═══ MATERIAL SHOWN ═══

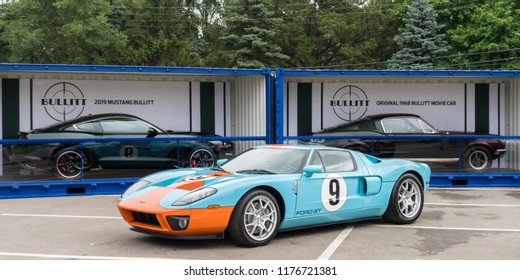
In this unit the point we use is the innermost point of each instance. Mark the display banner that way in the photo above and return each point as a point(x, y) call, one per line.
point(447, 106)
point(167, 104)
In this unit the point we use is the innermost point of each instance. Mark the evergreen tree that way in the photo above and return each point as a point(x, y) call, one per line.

═══
═══ MATERIAL SHOWN ═══

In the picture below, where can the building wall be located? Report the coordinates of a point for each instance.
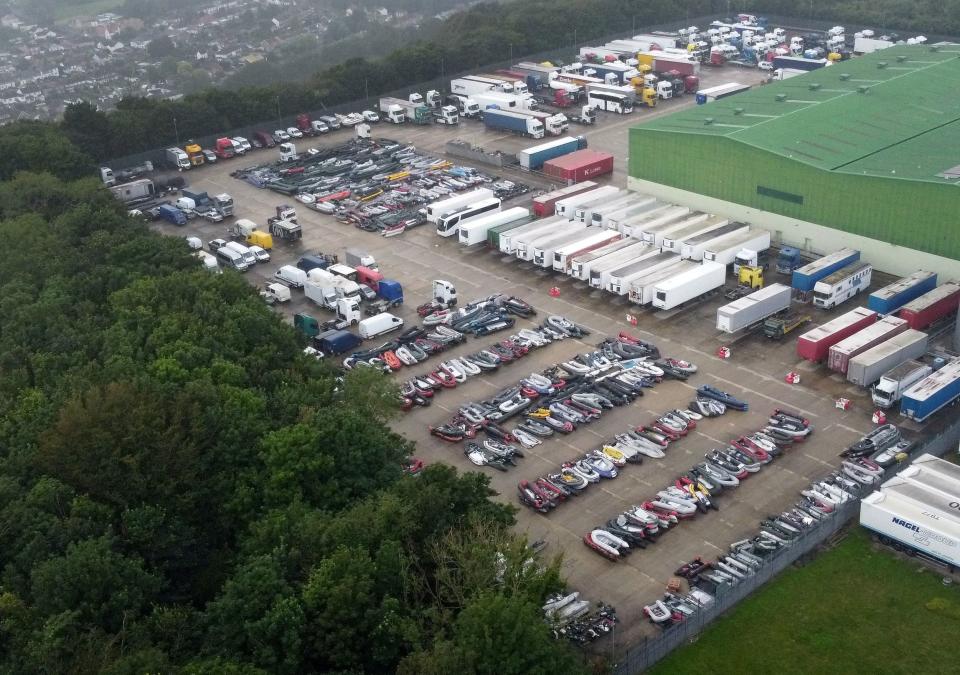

═══
═══ MATERIAL SHOWN ═══

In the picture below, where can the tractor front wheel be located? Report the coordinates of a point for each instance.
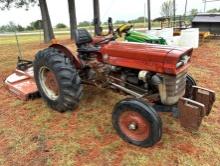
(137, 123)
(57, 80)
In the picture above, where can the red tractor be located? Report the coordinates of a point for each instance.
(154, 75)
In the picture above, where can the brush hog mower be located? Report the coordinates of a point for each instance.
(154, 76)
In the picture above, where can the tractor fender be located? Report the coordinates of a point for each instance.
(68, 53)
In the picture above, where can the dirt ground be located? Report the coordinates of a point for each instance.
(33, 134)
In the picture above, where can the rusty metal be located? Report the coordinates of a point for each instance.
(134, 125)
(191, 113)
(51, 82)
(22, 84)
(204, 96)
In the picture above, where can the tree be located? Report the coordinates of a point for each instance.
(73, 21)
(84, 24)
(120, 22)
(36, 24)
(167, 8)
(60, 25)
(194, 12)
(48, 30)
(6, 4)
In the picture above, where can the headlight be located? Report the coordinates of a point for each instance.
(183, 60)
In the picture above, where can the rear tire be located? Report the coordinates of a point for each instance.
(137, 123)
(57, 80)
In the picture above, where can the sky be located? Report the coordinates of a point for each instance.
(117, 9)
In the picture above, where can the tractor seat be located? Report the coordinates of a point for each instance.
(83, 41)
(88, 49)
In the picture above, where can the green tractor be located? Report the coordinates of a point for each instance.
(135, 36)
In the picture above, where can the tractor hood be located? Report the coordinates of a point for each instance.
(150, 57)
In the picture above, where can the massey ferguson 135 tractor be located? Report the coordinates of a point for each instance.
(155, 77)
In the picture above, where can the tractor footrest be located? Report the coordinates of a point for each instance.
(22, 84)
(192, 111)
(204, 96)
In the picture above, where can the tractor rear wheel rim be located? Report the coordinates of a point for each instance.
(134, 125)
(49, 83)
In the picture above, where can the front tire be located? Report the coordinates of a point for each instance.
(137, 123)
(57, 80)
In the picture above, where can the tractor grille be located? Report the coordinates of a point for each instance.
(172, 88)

═══

● **EXERCISE GOAL**: Out of the entries above, write out only the lines between the line holding "Mark the display" and the line holding "Mark the evergreen", inclusive, each exactly as given.

● **RESPONSE TO THE EXERCISE**:
In this unit the point we use is the innermost point of each instance. Mark the display banner that way in the photo above and return each point as a point(x, y) call, one per line.
point(447, 106)
point(167, 104)
In this unit the point we use is the innermost point of each instance. Mark the evergreen tree that way in the photo above and return each point as a point(x, y) call, one per line.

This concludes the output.